Skip to main content

Ethics and the Contemporary World

Today's post is by David Edmonds, presenter and producer at the BBC, host of The Big Idea, author of many books, including Would You Kill the Fat Man? and (with John Eidinow) Wittgenstein’s Poker. David is also a senior research associate at Oxford University’s Uehiro Centre for Practical Ethics and a columnist for the Jewish Chronicle. In this post he introduces his new book, Ethics and the Contemporary World.



I was rummaging through my attic last week when I came across some notes and essays I’d written as an undergraduate and graduate studying ethics in the 1980s.

What surprised me – apart from the clunky prose and the no-nonsense typeface produced by my clunky dot-matrix printer – was the narrowness of subject range. There was a lot, for example, on abortion. It’s easy to forget that abortion was only legalized in Britain in 1967 and the key Supreme Court ruling in the US, Roe v Wade, was in 1973. Then there was capital punishment – the death penalty had only been abolished in Northern Ireland in 1973.

ENTRIES SHOWN

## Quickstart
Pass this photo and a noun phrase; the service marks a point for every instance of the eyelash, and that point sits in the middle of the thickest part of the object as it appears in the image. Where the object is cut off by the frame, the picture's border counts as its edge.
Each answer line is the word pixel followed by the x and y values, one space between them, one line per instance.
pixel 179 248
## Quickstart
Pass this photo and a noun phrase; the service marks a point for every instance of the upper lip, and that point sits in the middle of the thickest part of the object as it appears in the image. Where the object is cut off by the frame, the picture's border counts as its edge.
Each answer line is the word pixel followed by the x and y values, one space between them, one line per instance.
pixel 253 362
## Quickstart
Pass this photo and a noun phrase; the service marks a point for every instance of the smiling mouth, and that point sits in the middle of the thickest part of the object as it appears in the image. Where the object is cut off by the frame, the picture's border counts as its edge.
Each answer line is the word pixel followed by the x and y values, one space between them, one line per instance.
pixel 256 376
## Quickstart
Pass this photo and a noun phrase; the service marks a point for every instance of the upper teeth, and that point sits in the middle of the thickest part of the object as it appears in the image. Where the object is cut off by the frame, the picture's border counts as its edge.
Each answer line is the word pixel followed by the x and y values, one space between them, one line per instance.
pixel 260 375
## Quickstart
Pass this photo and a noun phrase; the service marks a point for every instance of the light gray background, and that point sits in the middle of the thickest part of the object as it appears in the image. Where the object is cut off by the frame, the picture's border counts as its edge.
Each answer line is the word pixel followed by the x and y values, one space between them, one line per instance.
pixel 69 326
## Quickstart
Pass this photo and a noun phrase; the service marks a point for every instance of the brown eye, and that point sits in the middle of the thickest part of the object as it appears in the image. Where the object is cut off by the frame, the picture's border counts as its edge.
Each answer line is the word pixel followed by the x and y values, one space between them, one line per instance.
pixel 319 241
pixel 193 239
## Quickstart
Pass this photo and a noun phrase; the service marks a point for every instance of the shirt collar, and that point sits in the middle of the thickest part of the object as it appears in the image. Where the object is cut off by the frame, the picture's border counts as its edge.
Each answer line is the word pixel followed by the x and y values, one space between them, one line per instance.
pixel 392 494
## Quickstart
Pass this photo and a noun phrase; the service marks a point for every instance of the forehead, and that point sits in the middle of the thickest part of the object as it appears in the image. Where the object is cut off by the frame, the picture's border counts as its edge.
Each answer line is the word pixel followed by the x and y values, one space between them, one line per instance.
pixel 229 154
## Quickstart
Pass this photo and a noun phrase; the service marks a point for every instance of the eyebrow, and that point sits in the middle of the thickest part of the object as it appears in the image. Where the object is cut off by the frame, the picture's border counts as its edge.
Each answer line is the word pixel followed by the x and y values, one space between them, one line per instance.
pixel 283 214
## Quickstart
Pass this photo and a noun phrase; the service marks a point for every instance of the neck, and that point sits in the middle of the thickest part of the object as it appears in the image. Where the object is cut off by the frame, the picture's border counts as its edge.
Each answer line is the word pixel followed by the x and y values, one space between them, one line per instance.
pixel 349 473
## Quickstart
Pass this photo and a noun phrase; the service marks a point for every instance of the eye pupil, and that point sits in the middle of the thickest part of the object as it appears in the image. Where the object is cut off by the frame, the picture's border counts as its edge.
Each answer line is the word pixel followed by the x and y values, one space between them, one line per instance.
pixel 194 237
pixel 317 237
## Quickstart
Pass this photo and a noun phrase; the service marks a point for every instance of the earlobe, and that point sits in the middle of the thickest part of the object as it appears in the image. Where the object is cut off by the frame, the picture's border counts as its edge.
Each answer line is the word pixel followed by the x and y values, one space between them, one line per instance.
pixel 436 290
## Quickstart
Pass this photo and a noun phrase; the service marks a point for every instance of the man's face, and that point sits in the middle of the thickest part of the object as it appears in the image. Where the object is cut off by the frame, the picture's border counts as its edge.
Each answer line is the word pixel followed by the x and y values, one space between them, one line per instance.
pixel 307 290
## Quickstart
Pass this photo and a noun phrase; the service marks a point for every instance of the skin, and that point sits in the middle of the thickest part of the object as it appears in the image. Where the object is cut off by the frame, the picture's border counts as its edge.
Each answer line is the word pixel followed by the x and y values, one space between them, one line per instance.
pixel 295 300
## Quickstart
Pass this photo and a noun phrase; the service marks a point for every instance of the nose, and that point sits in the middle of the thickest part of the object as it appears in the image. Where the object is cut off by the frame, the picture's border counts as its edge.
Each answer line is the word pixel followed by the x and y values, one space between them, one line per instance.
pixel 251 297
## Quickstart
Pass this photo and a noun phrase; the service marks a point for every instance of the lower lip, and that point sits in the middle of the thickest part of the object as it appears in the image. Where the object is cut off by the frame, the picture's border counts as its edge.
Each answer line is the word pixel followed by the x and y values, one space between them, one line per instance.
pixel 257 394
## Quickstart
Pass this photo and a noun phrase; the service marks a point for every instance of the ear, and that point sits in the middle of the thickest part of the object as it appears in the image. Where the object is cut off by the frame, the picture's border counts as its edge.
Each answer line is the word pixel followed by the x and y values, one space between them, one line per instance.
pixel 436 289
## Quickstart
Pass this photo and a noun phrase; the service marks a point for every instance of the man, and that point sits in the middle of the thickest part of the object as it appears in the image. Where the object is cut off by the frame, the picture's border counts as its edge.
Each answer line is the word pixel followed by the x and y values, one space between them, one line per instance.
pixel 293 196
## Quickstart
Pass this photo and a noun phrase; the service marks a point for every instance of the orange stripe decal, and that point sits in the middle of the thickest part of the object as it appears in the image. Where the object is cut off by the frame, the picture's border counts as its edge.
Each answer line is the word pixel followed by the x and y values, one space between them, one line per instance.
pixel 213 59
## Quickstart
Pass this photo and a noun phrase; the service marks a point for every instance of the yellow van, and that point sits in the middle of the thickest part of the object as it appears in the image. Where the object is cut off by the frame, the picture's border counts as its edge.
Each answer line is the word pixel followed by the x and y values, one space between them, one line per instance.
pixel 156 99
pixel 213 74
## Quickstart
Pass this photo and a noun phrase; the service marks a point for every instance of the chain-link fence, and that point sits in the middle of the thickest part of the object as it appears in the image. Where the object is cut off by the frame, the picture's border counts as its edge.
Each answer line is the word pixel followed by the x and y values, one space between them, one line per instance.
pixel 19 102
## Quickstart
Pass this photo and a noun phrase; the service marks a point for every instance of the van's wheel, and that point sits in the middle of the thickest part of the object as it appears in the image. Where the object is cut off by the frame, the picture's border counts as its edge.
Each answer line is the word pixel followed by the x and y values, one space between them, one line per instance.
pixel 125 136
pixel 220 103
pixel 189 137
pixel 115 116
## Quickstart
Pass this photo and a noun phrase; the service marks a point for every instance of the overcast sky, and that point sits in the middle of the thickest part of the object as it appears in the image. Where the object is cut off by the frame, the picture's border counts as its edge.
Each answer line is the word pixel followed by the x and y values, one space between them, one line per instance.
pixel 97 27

REQUIRED TASKS
• a. According to the post, in what year was abortion legalized in Britain?
• b. Copy word for word the part of the post that opens with the words containing "Today's post is" and closes with "in the 1980s.".
• c. Summarize the post in two sentences.
The records were drawn from a different source than the post.

TASK-BY-TASK SOLUTIONS
• a. 1967

• b.
Today's post is by David Edmonds, presenter and producer at the BBC, host of The Big Idea, author of many books, including Would You Kill the Fat Man? and (with John Eidinow) Wittgenstein’s Poker. David is also a senior research associate at Oxford University’s Uehiro Centre for Practical Ethics and a columnist for the Jewish Chronicle. In this post he introduces his new book, Ethics and the Contemporary World.



I was rummaging through my attic last week when I came across some notes and essays I’d written as an undergraduate and graduate studying ethics in the 1980s.

• c. In the post, BBC presenter and producer David Edmonds introduces his new book, Ethics and the Contemporary World. Coming across his notes and essays from studying ethics in the 1980s, he was surprised by how narrow their subject range was, with much on abortion, legalized in Britain only in 1967, and on capital punishment, abolished in Northern Ireland only in 1973.